The data:
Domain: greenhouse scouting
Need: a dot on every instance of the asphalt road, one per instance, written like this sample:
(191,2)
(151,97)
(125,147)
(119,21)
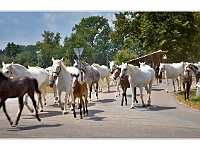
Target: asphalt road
(167,118)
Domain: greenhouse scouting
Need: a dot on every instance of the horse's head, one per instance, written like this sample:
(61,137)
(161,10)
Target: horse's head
(7,69)
(112,66)
(56,67)
(124,68)
(74,80)
(116,73)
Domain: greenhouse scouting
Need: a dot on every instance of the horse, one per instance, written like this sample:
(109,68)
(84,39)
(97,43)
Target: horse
(18,87)
(17,70)
(139,77)
(124,84)
(104,73)
(61,76)
(157,75)
(91,76)
(187,82)
(79,89)
(113,66)
(196,71)
(172,71)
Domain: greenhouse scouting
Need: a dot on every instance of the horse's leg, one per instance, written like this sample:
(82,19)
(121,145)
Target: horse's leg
(66,100)
(141,96)
(178,88)
(118,90)
(44,93)
(80,107)
(133,94)
(26,104)
(86,102)
(90,92)
(40,102)
(125,95)
(108,82)
(21,106)
(31,94)
(4,109)
(167,85)
(148,95)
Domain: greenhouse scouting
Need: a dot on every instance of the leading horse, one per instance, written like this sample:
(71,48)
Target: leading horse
(18,87)
(91,76)
(172,71)
(139,77)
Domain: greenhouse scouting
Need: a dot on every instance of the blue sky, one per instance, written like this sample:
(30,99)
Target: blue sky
(26,28)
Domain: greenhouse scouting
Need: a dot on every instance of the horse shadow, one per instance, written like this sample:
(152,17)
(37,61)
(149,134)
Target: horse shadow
(158,108)
(45,114)
(106,100)
(33,127)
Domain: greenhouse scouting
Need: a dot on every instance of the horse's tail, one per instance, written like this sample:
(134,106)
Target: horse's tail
(36,85)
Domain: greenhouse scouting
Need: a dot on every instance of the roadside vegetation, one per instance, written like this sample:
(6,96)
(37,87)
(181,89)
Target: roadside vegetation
(193,101)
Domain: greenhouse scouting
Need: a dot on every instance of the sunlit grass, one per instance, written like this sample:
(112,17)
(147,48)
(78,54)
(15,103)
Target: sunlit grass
(193,101)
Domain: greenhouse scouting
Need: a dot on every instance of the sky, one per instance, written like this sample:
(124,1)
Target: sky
(23,22)
(26,28)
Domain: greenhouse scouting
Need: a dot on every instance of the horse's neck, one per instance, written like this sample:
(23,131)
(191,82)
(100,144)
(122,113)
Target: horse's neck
(133,71)
(18,71)
(85,69)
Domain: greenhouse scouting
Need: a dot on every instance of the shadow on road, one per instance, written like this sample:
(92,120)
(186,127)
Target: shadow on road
(158,108)
(106,100)
(20,128)
(92,116)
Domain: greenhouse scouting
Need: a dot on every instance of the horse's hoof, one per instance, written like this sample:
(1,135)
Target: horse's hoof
(64,112)
(31,110)
(11,123)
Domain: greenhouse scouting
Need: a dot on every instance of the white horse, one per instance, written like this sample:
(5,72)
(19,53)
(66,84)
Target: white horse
(61,76)
(172,71)
(17,70)
(113,66)
(91,75)
(104,74)
(139,77)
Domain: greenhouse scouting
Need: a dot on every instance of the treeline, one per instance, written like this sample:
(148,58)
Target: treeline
(134,34)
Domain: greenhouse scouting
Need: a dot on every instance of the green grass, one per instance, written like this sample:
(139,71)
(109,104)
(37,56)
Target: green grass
(193,101)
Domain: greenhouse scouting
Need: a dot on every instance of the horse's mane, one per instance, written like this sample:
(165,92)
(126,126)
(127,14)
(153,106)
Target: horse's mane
(194,66)
(63,67)
(18,66)
(134,69)
(2,76)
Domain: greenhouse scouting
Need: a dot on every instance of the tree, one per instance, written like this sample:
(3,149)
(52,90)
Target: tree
(151,31)
(95,30)
(49,47)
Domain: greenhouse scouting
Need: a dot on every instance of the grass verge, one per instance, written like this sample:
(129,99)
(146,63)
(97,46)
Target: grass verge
(193,101)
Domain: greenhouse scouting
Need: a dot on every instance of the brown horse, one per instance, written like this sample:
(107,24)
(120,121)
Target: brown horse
(18,87)
(79,89)
(187,81)
(124,84)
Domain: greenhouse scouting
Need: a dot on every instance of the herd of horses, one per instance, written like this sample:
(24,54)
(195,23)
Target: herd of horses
(19,81)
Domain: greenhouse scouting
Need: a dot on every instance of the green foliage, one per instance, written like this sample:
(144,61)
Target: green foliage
(151,31)
(193,102)
(49,47)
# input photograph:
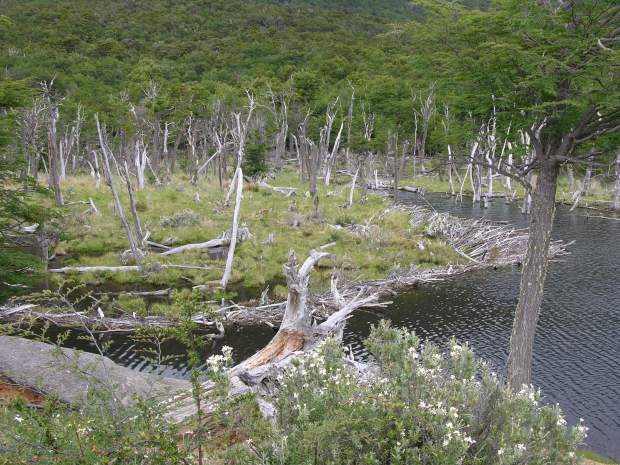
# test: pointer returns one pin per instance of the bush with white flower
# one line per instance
(419, 407)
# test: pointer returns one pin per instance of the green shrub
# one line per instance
(421, 408)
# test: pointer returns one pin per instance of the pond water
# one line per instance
(576, 357)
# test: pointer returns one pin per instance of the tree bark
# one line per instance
(533, 276)
(117, 202)
(617, 186)
(235, 227)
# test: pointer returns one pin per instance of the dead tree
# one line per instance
(426, 113)
(53, 154)
(240, 136)
(69, 145)
(617, 183)
(587, 179)
(132, 206)
(297, 331)
(107, 154)
(349, 124)
(29, 124)
(279, 111)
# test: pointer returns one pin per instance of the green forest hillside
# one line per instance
(198, 49)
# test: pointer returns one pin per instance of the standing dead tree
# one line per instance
(617, 183)
(426, 112)
(240, 133)
(278, 107)
(69, 145)
(587, 179)
(29, 124)
(107, 154)
(53, 153)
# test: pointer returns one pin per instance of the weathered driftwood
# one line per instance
(69, 375)
(296, 334)
(286, 191)
(235, 227)
(212, 244)
(483, 243)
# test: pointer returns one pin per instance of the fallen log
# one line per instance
(97, 269)
(212, 244)
(415, 190)
(286, 191)
(297, 334)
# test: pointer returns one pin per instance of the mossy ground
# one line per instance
(99, 239)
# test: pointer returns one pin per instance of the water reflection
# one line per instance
(576, 354)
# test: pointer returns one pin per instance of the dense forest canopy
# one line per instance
(215, 50)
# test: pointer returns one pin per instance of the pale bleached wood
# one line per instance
(235, 227)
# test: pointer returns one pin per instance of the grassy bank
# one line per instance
(278, 224)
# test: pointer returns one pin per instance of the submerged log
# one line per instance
(69, 375)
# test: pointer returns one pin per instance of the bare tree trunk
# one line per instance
(533, 276)
(117, 202)
(132, 206)
(52, 144)
(353, 187)
(235, 227)
(617, 186)
(450, 168)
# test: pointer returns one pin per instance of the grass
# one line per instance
(593, 457)
(391, 243)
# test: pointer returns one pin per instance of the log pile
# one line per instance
(481, 242)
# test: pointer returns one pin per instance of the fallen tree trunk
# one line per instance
(484, 244)
(297, 334)
(212, 244)
(97, 269)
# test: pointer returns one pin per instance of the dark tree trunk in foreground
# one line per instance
(533, 276)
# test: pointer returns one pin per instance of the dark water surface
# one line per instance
(576, 357)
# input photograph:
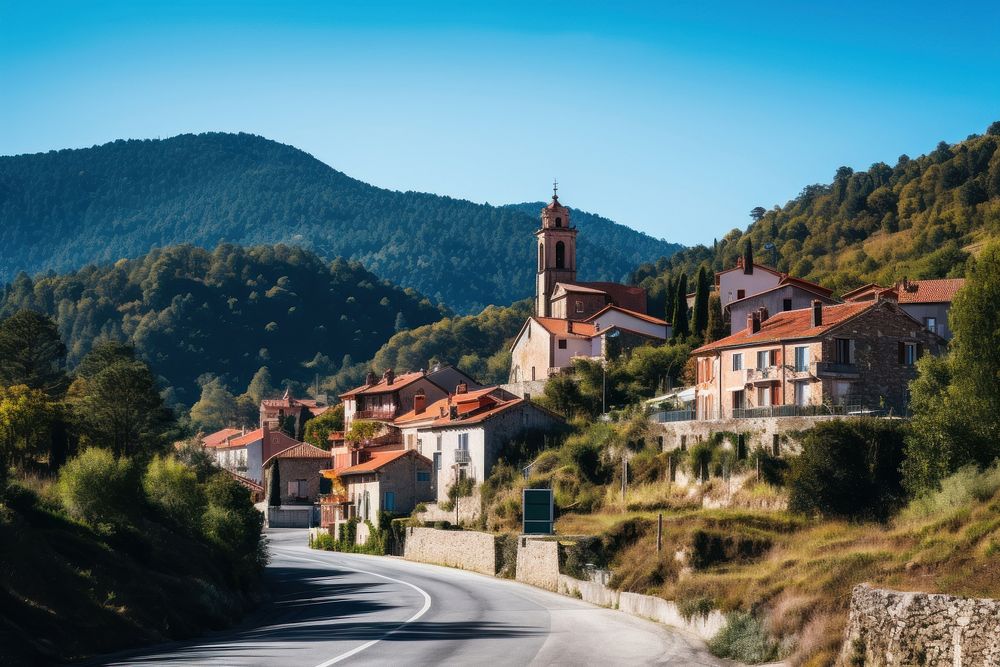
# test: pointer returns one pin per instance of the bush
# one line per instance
(743, 638)
(172, 487)
(98, 488)
(849, 469)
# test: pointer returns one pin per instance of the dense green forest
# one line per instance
(63, 209)
(921, 218)
(190, 312)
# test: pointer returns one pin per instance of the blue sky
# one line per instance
(673, 118)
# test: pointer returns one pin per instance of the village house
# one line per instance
(299, 473)
(464, 434)
(290, 413)
(927, 301)
(575, 319)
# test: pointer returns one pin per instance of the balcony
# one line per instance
(830, 369)
(380, 414)
(763, 375)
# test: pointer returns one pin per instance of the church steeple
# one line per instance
(556, 242)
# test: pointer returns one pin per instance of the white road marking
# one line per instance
(367, 645)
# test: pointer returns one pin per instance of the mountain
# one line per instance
(921, 218)
(189, 311)
(62, 209)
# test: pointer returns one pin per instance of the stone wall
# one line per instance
(465, 549)
(892, 628)
(538, 562)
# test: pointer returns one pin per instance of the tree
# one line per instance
(118, 406)
(680, 320)
(318, 429)
(701, 302)
(216, 408)
(716, 328)
(32, 353)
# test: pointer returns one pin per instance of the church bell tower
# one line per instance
(556, 253)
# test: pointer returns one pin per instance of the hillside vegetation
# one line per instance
(63, 209)
(189, 311)
(920, 218)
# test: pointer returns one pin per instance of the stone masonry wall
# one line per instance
(891, 628)
(538, 562)
(465, 549)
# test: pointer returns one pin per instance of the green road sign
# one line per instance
(538, 511)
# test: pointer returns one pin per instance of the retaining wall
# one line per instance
(465, 549)
(892, 628)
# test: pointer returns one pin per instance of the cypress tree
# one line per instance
(274, 489)
(701, 302)
(680, 308)
(668, 306)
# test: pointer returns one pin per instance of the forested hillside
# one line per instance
(190, 312)
(920, 218)
(63, 209)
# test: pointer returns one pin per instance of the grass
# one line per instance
(799, 587)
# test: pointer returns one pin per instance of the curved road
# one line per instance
(331, 608)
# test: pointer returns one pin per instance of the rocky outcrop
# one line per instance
(893, 628)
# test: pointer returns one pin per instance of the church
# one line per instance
(575, 319)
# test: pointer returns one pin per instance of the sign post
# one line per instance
(537, 512)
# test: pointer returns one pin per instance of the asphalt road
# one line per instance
(331, 608)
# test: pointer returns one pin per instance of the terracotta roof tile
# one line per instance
(791, 324)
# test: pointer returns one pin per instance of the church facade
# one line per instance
(575, 319)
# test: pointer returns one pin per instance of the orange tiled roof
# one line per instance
(640, 316)
(219, 437)
(560, 327)
(302, 450)
(378, 460)
(929, 291)
(381, 387)
(791, 324)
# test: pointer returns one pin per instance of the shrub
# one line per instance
(849, 469)
(743, 638)
(172, 487)
(98, 488)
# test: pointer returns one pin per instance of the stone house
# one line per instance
(859, 354)
(298, 469)
(926, 301)
(464, 434)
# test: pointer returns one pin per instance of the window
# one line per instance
(801, 359)
(842, 351)
(801, 393)
(763, 397)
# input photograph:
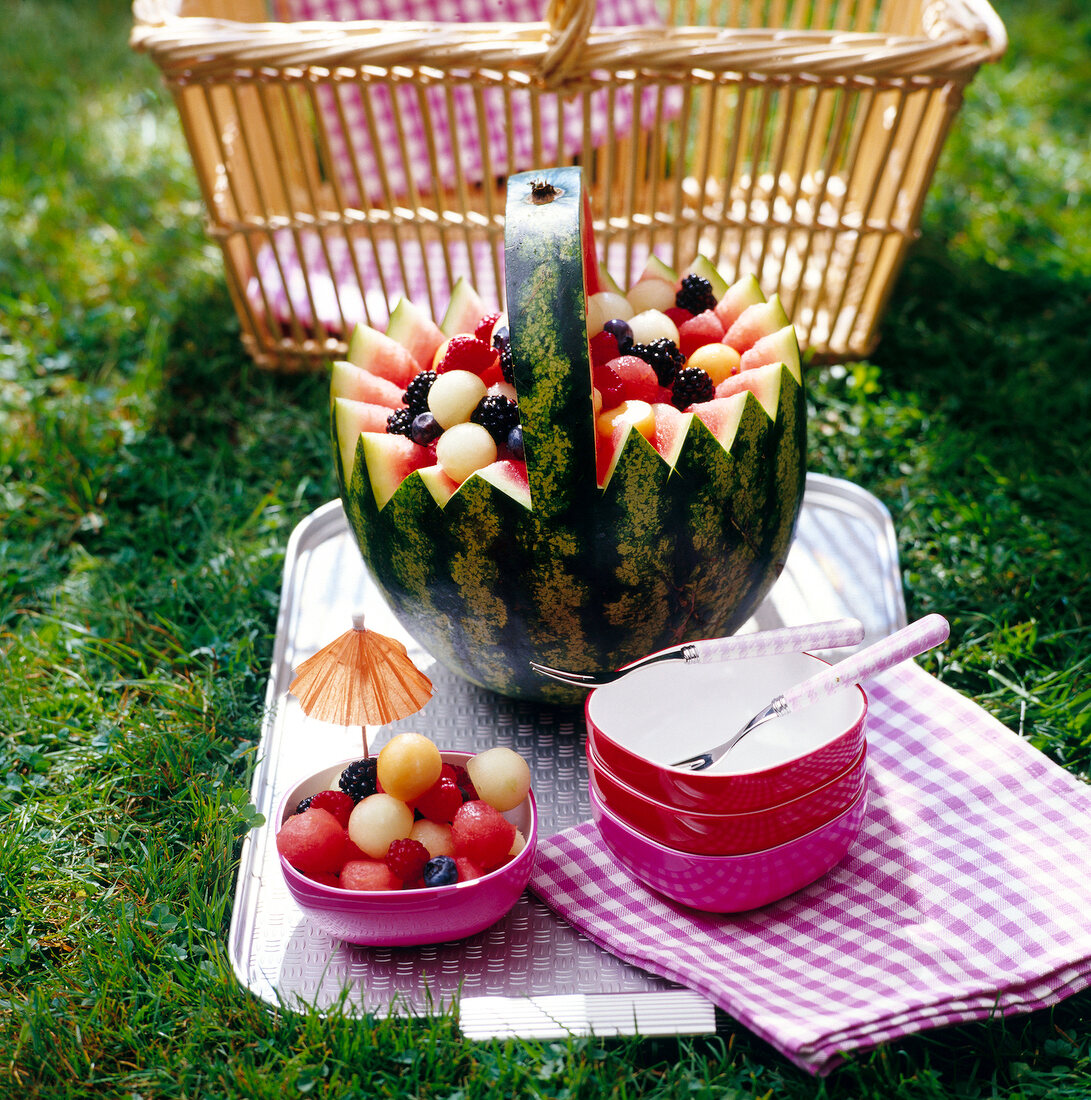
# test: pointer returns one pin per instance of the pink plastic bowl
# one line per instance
(726, 834)
(639, 724)
(406, 917)
(731, 883)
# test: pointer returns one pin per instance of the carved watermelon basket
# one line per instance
(346, 164)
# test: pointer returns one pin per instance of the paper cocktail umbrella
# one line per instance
(361, 679)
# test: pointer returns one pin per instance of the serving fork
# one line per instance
(830, 635)
(910, 641)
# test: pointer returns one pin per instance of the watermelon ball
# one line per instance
(408, 766)
(454, 395)
(464, 449)
(377, 822)
(440, 871)
(482, 834)
(368, 875)
(500, 777)
(312, 842)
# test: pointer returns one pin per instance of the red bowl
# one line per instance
(731, 883)
(409, 917)
(661, 713)
(727, 834)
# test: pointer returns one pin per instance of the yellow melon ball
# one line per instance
(408, 765)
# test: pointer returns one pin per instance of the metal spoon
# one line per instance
(910, 641)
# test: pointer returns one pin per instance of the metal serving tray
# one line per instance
(531, 975)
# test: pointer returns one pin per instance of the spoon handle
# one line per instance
(910, 641)
(831, 635)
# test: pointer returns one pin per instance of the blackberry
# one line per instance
(440, 871)
(416, 395)
(359, 780)
(399, 422)
(695, 295)
(621, 332)
(496, 414)
(692, 385)
(502, 341)
(425, 429)
(663, 356)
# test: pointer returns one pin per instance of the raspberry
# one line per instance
(695, 294)
(338, 803)
(407, 858)
(485, 326)
(691, 386)
(663, 356)
(399, 422)
(467, 353)
(497, 415)
(359, 779)
(440, 871)
(416, 395)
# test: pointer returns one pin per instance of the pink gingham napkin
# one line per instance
(966, 897)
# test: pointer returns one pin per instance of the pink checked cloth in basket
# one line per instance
(967, 895)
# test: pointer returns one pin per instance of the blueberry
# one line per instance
(425, 429)
(440, 871)
(621, 333)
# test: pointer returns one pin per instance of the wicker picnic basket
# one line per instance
(345, 164)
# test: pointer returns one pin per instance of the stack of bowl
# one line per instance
(773, 815)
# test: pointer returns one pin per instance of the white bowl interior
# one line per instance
(671, 711)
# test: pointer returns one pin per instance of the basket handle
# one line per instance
(569, 21)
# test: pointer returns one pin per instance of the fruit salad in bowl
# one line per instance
(416, 845)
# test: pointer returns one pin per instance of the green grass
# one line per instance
(150, 477)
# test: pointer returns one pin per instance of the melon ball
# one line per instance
(500, 777)
(652, 325)
(639, 414)
(376, 822)
(434, 836)
(408, 765)
(454, 395)
(464, 449)
(718, 361)
(651, 294)
(604, 307)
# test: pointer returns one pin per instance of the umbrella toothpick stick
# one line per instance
(361, 679)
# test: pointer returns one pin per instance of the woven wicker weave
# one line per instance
(793, 139)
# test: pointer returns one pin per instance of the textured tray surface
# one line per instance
(530, 975)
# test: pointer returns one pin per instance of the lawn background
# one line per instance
(150, 477)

Work order: Look above for the line with "# test: pointer returns one pin per instance of the terracotta"; retype exactly that line, every line after it up to the line with "# test: pointer returns one pin per instance of the orange", and that line too, nothing else.

Solution to this exercise:
# test: pointer returns one pin per instance of the terracotta roof tile
# one line per instance
(791, 324)
# test: pointer returns one pin per instance of the church facade
# one line per instance
(575, 319)
# test: pointer returns one pin per instance of the orange tiled roof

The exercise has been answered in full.